* WHAT YOU WILL DO *
Scale the lines from the one with "Can you find the dress" up to and including the one with "point(80, 52)", writing all of them out again with the requests included. Multiply every point coordinate in the answers by 1.75 and round to whole numbers, halves up, but keep the numbers in the requests and their sample points unchanged.

* AVAILABLE DATA *
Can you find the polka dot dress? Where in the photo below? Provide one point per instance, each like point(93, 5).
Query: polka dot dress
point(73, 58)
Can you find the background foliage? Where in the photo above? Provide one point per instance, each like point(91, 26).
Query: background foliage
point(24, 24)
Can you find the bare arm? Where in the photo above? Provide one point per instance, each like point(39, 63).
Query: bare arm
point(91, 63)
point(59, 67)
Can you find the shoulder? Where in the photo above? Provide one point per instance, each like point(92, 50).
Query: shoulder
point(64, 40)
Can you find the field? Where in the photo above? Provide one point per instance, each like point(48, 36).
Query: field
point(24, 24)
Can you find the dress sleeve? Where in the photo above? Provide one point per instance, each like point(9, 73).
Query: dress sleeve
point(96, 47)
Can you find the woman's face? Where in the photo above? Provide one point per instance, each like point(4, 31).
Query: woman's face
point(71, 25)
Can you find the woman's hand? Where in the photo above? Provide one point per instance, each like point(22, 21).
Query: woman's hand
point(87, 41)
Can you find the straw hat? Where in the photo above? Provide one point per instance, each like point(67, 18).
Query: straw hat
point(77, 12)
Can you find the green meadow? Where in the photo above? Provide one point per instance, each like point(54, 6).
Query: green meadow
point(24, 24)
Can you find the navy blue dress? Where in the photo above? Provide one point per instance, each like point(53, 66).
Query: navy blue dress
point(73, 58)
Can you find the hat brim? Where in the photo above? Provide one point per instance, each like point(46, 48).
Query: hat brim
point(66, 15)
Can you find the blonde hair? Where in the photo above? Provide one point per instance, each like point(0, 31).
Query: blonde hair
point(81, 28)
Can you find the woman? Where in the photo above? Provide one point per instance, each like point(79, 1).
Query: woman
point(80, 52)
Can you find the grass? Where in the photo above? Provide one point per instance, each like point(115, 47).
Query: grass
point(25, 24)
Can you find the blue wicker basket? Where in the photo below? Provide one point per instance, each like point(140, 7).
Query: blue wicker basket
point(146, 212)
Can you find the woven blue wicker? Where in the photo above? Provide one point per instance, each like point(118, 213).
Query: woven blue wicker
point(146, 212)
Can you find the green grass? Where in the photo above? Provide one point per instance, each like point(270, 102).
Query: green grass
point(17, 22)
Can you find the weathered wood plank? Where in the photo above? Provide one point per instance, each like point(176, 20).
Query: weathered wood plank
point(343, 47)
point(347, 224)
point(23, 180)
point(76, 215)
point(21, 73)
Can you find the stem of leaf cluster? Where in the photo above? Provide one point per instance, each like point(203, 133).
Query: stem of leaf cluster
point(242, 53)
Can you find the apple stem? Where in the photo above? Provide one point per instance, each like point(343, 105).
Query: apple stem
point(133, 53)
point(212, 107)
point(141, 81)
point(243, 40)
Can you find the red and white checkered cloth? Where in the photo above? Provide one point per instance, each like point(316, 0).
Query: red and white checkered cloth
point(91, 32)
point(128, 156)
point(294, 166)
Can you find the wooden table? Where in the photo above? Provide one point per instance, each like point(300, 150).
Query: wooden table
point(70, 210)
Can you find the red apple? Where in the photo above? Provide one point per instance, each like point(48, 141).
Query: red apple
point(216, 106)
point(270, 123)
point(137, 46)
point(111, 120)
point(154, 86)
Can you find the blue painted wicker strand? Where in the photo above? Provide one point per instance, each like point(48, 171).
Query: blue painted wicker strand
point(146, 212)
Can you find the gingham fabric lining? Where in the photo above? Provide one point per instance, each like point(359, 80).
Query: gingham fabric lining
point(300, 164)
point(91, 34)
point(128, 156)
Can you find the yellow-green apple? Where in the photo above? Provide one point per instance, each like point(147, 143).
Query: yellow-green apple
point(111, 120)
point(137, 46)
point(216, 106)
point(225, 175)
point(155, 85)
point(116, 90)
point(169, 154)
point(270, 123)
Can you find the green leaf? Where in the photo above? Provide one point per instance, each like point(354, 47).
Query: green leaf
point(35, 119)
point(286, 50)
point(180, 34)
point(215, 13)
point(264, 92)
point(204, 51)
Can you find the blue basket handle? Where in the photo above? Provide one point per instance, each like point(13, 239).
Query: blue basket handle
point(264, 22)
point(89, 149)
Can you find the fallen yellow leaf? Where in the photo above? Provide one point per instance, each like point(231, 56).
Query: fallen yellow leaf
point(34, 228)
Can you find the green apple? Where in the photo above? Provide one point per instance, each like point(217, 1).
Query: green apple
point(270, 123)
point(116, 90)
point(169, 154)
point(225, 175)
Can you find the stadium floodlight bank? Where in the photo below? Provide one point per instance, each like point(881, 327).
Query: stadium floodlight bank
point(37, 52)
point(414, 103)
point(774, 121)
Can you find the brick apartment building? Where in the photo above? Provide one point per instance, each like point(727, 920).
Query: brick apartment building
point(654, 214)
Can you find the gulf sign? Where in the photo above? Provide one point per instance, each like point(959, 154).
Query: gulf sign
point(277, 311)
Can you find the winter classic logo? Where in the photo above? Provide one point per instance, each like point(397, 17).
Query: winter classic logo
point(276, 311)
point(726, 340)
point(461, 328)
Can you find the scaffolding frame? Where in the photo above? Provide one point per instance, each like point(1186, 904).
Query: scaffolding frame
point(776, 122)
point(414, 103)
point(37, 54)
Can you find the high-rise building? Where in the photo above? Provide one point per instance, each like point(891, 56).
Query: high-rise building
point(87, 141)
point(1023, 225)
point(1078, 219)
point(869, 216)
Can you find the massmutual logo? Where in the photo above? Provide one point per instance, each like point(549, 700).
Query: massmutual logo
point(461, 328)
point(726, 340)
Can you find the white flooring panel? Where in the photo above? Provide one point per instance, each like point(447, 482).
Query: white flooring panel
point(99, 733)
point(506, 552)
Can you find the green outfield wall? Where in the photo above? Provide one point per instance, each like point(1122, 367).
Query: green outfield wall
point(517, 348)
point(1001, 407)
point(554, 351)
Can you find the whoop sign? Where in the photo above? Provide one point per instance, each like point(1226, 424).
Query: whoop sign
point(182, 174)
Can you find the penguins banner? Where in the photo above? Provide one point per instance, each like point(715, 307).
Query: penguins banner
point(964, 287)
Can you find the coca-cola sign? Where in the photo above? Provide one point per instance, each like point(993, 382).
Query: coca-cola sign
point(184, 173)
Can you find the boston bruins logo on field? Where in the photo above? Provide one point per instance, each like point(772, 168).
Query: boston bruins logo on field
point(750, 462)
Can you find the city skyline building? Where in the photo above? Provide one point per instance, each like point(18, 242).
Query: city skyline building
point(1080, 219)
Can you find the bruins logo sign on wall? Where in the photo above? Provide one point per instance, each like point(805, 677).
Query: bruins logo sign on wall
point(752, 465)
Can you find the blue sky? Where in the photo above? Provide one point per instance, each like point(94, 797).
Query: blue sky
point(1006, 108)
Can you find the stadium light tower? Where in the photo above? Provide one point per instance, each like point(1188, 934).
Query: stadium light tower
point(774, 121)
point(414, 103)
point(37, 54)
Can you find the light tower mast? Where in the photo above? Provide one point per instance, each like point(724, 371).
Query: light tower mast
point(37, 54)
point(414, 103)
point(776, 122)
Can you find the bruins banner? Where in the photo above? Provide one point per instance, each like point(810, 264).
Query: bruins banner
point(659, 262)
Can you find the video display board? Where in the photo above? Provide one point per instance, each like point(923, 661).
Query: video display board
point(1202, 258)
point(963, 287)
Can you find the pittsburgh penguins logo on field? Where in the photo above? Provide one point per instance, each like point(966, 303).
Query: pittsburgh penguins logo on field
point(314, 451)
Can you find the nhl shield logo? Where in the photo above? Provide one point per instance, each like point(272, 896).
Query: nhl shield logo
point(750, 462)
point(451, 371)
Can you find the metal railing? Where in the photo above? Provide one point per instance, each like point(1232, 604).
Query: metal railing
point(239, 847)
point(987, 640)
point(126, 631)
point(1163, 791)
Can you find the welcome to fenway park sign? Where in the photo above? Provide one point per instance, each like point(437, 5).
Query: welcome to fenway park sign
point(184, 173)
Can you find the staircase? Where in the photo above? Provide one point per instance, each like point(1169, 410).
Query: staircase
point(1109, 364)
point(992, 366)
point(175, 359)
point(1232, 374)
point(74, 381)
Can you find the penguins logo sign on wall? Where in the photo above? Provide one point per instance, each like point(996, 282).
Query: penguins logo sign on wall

* TASK OUTPUT *
Can you find the dress sleeve? Where in the photo above? Provide one point per instance, each like point(9, 73).
Query: dress sleeve
point(168, 82)
Can you find the woman's face? Where in the photo above? Provide one point per instance, each like point(4, 31).
Query: woman's face
point(124, 44)
Can you find the woman's hand? Where in the photo above? Provide one point per instance, each like point(22, 21).
Query: woman's hand
point(152, 72)
Can you find the straw hat? Where in the photo above? Provide one point per instance, each like point(67, 18).
Query: straw hat
point(135, 21)
Can you find the green meadow? Where in the photo above? Provide one point per instance, each like point(54, 6).
Query: green meadow
point(42, 42)
Can you find the navy blue dress? Where in the photo above? Provide one point per instance, each like point(53, 66).
Query: navy blue dress
point(128, 102)
Can you find the hat brim? Where in the photo above? Provide one point per instance, each like point(46, 48).
Query: hat brim
point(116, 26)
Can you find the blonde hair? Where in the photo above? Provide one point per instance, each like point(0, 31).
Query: blonde hair
point(142, 49)
Can you find the woman? Where in the photo above? Provide one point per instance, each like point(79, 1).
Query: woman
point(140, 91)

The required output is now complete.